> **Entries shown**
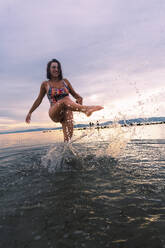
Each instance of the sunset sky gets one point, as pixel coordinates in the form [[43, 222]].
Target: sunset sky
[[111, 51]]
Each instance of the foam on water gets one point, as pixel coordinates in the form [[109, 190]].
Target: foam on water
[[88, 147]]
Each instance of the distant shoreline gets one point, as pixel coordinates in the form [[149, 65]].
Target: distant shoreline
[[101, 126]]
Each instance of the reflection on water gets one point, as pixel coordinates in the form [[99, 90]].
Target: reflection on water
[[103, 190]]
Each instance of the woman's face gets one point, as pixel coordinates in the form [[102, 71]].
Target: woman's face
[[54, 70]]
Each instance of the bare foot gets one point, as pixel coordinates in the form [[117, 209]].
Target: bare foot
[[92, 109]]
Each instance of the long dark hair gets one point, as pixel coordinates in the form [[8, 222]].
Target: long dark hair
[[60, 77]]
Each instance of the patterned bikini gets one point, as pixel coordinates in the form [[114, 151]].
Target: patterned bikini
[[55, 94]]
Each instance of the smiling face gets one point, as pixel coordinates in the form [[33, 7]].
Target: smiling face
[[54, 70]]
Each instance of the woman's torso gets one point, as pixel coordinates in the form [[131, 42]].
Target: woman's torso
[[56, 91]]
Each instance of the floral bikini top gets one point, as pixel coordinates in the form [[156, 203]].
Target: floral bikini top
[[55, 94]]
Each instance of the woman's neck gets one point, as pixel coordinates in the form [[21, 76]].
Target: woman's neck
[[54, 79]]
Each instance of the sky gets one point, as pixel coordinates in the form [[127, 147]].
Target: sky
[[111, 51]]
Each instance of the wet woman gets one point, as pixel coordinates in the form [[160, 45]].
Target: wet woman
[[61, 106]]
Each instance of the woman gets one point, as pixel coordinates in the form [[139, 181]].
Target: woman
[[61, 106]]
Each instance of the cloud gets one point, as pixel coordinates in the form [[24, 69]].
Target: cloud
[[111, 51]]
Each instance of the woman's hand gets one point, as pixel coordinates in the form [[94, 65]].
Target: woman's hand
[[79, 100], [28, 118]]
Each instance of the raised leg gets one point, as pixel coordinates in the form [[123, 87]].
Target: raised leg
[[56, 111], [67, 125]]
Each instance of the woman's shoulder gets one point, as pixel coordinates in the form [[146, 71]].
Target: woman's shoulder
[[44, 83], [66, 81]]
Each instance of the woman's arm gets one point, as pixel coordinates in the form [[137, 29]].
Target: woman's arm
[[37, 102], [78, 98]]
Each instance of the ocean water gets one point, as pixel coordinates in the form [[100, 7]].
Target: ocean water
[[104, 189]]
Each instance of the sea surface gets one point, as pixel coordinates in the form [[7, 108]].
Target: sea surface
[[104, 189]]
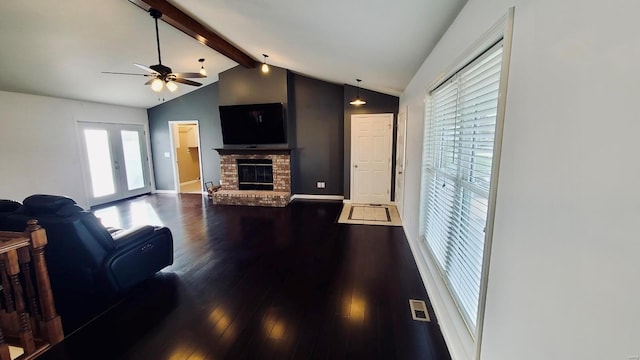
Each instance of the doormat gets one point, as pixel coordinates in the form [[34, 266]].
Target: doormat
[[370, 214]]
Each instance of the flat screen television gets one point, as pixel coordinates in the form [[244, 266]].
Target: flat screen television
[[254, 124]]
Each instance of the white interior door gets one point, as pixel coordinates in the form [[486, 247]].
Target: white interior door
[[116, 161], [400, 160], [371, 144]]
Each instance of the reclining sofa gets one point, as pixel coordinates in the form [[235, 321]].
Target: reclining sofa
[[86, 261]]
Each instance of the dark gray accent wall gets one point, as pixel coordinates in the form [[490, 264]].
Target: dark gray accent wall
[[240, 86], [318, 114], [201, 105], [377, 103]]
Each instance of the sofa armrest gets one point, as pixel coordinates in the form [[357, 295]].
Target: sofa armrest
[[134, 235], [138, 256]]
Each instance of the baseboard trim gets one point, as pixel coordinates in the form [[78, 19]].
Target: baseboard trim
[[189, 182], [316, 197], [165, 192]]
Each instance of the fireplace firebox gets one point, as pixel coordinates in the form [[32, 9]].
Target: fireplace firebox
[[255, 174]]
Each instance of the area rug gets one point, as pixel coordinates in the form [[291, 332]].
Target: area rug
[[370, 214]]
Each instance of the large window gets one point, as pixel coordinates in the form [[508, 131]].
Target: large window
[[460, 128]]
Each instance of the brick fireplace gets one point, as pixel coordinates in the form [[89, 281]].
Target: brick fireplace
[[254, 177]]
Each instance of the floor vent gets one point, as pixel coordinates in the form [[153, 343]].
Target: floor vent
[[419, 310]]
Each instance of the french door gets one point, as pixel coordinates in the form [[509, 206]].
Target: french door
[[116, 161]]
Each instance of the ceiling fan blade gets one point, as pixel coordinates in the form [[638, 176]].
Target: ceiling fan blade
[[146, 68], [189, 75], [117, 73], [187, 82]]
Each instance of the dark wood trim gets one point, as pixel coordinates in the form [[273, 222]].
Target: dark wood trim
[[263, 151], [188, 25]]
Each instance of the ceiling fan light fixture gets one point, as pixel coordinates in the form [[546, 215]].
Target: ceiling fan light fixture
[[157, 85], [171, 86], [265, 67], [203, 72], [357, 100]]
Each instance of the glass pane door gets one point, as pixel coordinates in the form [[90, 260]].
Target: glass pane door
[[100, 162], [131, 151], [116, 161]]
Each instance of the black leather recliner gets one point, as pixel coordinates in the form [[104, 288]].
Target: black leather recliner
[[86, 261]]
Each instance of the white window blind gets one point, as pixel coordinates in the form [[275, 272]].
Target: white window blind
[[458, 150]]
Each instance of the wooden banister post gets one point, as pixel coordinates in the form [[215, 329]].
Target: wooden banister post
[[25, 333], [51, 321], [4, 348]]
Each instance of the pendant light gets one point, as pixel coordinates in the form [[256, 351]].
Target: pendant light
[[358, 101], [265, 67], [203, 72]]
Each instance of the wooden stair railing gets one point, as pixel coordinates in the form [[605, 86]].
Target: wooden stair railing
[[28, 318]]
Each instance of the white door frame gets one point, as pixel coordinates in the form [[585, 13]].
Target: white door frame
[[174, 157], [116, 153], [352, 164], [401, 166]]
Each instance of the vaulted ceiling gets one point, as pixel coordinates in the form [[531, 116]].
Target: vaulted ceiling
[[61, 48]]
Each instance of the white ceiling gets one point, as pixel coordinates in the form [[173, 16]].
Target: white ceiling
[[61, 48]]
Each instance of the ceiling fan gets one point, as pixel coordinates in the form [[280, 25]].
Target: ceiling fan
[[162, 75]]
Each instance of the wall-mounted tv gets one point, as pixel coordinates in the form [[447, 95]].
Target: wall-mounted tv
[[254, 124]]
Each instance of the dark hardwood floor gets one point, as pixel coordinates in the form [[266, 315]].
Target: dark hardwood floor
[[263, 283]]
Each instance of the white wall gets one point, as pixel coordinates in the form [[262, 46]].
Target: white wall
[[39, 145], [564, 281]]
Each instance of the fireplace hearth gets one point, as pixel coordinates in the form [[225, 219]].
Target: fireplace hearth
[[254, 177]]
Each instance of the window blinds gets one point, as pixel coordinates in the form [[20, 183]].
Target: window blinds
[[458, 151]]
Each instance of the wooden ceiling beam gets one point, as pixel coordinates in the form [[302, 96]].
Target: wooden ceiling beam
[[188, 25]]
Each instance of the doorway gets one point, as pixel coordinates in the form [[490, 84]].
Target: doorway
[[400, 160], [187, 165], [371, 142], [116, 162]]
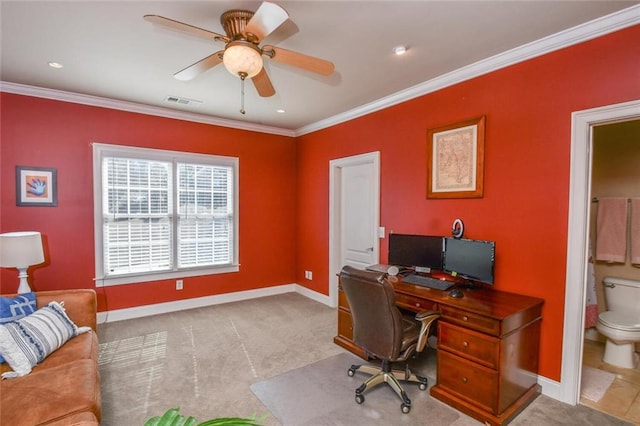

> **Brief**
Convert every line of the records above into a JSON array of strings, one string per line, omitting blank lines and the picture placeholders.

> **Answer for the task**
[
  "Each instance of the sunset sky gets one point, as pixel coordinates in the form [[43, 222]].",
  "Target: sunset sky",
  "[[111, 51]]",
  "Each instance of the foam on water gets one point, as pixel coordinates in the form [[109, 190]].",
  "Target: foam on water",
  "[[88, 147]]",
  "Each instance of the distant shoreline gets one point, as pixel coordinates in the form [[149, 65]].",
  "Target: distant shoreline",
  "[[101, 126]]",
  "Each instance of the reflection on water gets one point, as pixel coordinates in the form [[99, 90]].",
  "Target: reflection on water",
  "[[103, 190]]",
  "Each instance of the woman's face gets one point, as pixel coordinates in the form [[102, 71]].",
  "Target: woman's face",
  "[[54, 70]]",
  "Each instance of the bare foot gets one point, as pixel coordinates in the form [[117, 209]].",
  "Target: bare foot",
  "[[92, 109]]",
  "Each instance of the long dark hair gets one point, as pixel coordinates in the form [[8, 222]].",
  "Target: long dark hair",
  "[[60, 77]]",
  "Each instance of the patterned bikini gets one point, as pixel coordinates in the form [[114, 151]].",
  "Target: patterned bikini",
  "[[55, 94]]",
  "Each instance of the smiling face gets one point, as pixel coordinates in the form [[33, 7]].",
  "Target: smiling face",
  "[[54, 70]]",
  "Each instance of the woman's torso gets one point, as pixel coordinates in the form [[131, 42]].",
  "Target: woman's torso",
  "[[56, 91]]",
  "Each instance of the floral bikini top gets one point, as pixel coordinates in the form [[156, 203]].",
  "Target: floral bikini top",
  "[[55, 94]]",
  "Each instance of the woman's neck gets one point, as pixel coordinates in the form [[21, 76]].",
  "Target: woman's neck",
  "[[54, 79]]",
  "Each instance of the sky gets one point, as pixel coordinates in the form [[127, 147]].",
  "Target: sky",
  "[[111, 51]]",
  "Each instance of the wet woman gets one point, as pixel coordinates in the form [[160, 45]].",
  "Target: wet woman",
  "[[61, 106]]",
  "Each instance of the woman gets one point, as pixel coordinates in the form [[139, 181]].",
  "Target: woman",
  "[[61, 106]]",
  "Each instance of the cloud gets one point, as pixel coordinates in the form [[24, 69]].",
  "Target: cloud",
  "[[111, 51]]",
  "Each instance of the woman's hand gets one point, as pixel coordinates in the form [[94, 65]].",
  "Target: woman's hand",
  "[[79, 100], [28, 118]]",
  "Each instance of the raised leg gets one point, as pixel coordinates in the form [[123, 87]].",
  "Target: raised leg",
  "[[56, 111], [67, 125]]",
  "Each instance of the woman's shoulder gets one point, as pixel coordinates in the form [[146, 71]].",
  "Target: woman's shoulder",
  "[[44, 83], [66, 81]]",
  "Each instance of the woman's arm gets one point, as pixel coordinates in the form [[137, 29]].",
  "Target: woman's arm",
  "[[37, 102], [78, 98]]",
  "Each instance of the ocean water gets one point, as pixel coordinates in the form [[100, 7]].",
  "Target: ocean water",
  "[[104, 189]]",
  "Each instance of the sea surface gets one point, as pixel coordinates in the form [[7, 108]].",
  "Target: sea surface",
  "[[104, 189]]",
  "Each instance of the doormat gets one point, as pixel coordinates in the form [[34, 266]].",
  "Target: doormat",
  "[[370, 214]]",
  "Each instance of the flat screen television gets one point, as pixel coordinates in the form [[244, 266]].",
  "Target: flat screen television",
  "[[254, 124]]",
  "Each instance of the white interior door gets one point, as pixel coordinates in the form [[486, 247]].",
  "Target: white interior door",
  "[[116, 161], [400, 160], [371, 144]]",
  "Each instance of the reclining sofa gets one point, as pixel coordinates in the form [[235, 321]].",
  "Target: reclining sofa",
  "[[86, 261]]",
  "Each instance of the dark gray accent wall gets one point, as pixel coordinates in the form [[490, 264]].",
  "Target: dark gray accent wall",
  "[[240, 86], [318, 114], [201, 105], [377, 103]]",
  "Each instance of the sofa armrest gets one point, as pixel coordinates in the form [[357, 295]].",
  "Target: sofa armrest",
  "[[134, 235], [138, 256]]",
  "Each instance of the baseboard trim gets one point, as pixel coordinates in the form [[78, 19]].",
  "Target: baseboard trim",
  "[[189, 182], [316, 197], [165, 192]]",
  "Each instance of the fireplace firebox gets one point, as pixel coordinates in the form [[32, 9]].",
  "Target: fireplace firebox",
  "[[255, 174]]",
  "Each instance of the area rug gets one point, as pixel coordinates in the form [[291, 332]].",
  "Target: area rug",
  "[[370, 214]]",
  "Each instance of the large window gets one point, as pixel coordinates in the form [[508, 131]].",
  "Target: large window",
  "[[460, 128]]",
  "Each instance of the brick fireplace gets one point, as pixel coordinates in the form [[89, 281]].",
  "Target: brick fireplace",
  "[[254, 177]]",
  "Each instance of the floor vent gets one point, as pixel coordinates in the form [[153, 343]].",
  "Target: floor vent",
  "[[419, 310]]",
  "Each instance of the french door gets one point, as pixel coordinates in the form [[509, 206]].",
  "Target: french door",
  "[[116, 161]]",
  "Each instance of the ceiling fan blade gets one point, as pixel coordinates in the form [[638, 176]].",
  "Target: ceiling fan blade",
  "[[146, 68], [189, 75], [117, 73], [187, 82]]",
  "Each instance of the dark wood trim gets one point, as pixel coordinates in the form [[273, 222]].",
  "Target: dark wood trim",
  "[[263, 151], [188, 25]]",
  "Each instance of the ceiling fan light fixture gets one point, as pixel coordinates in the form [[546, 215]].",
  "Target: ceiling fan light fixture",
  "[[157, 85], [171, 86], [265, 67], [203, 72], [357, 100]]",
  "Each instance of the glass pane door gets one point, as pixel coordinates in the form [[90, 260]].",
  "Target: glass pane door",
  "[[100, 162], [131, 151], [116, 161]]",
  "Each instance of the black leather recliner gets one point, as pixel coordinates in the form [[104, 288]].",
  "Target: black leather recliner",
  "[[86, 261]]",
  "Each instance of the white window blind gets one point, as pixel coordinates in the form [[275, 272]].",
  "Target: white window blind",
  "[[458, 150]]",
  "Each instance of the wooden banister post gets one point, as pixel coordinates in the form [[215, 329]].",
  "Target: wooden banister post",
  "[[25, 333], [51, 321], [4, 348]]",
  "Each instance of the pendant light gets one point, as pixel coordinates in the form [[256, 351]].",
  "Target: pendant light",
  "[[358, 101], [265, 67], [203, 72]]",
  "Each instance of the wooden stair railing gets one point, as pixel coordinates in the form [[605, 86]].",
  "Target: wooden stair railing",
  "[[28, 318]]",
  "Each instance of the white door frame gets one point, as pixel coordinates in the form [[585, 13]].",
  "Target: white door frame",
  "[[174, 157], [116, 153], [352, 164], [401, 166]]",
  "Each instance of the vaulted ceiling gets one point, as pixel coordinates in the form [[531, 116]].",
  "Target: vaulted ceiling",
  "[[61, 48]]",
  "Each instance of the white ceiling gets one point, as pixel coordinates in the form [[173, 16]].",
  "Target: white ceiling",
  "[[61, 48]]",
  "Each instance of the ceiling fan gets one point, as pixel coordinates in the form [[280, 25]].",
  "Target: ceiling fan",
  "[[162, 75]]",
  "Each instance of the wall-mounted tv gets one point, as pixel coordinates in the form [[447, 95]].",
  "Target: wall-mounted tv",
  "[[254, 124]]",
  "Each instance of the dark hardwood floor gets one point, as pixel coordinates in the form [[266, 315]].",
  "Target: dark hardwood floor",
  "[[263, 283]]",
  "Each instance of the white wall gets one point, as pixel coordinates in the form [[262, 46]].",
  "Target: white wall",
  "[[39, 145], [564, 281]]",
  "Each instance of the fireplace hearth gets one point, as pixel coordinates in the form [[225, 219]].",
  "Target: fireplace hearth",
  "[[254, 177]]",
  "Each instance of the window blinds gets one point, as pixel coordinates in the form [[20, 183]].",
  "Target: window blinds",
  "[[458, 151]]",
  "Each instance of the wooden ceiling beam gets one point, as pixel coordinates in the form [[302, 96]].",
  "Target: wooden ceiling beam",
  "[[188, 25]]",
  "Each instance of the doorway gets one point, as pixel coordinates in the form [[490, 84]].",
  "Target: doorway",
  "[[400, 160], [187, 165], [371, 142], [116, 162]]"
]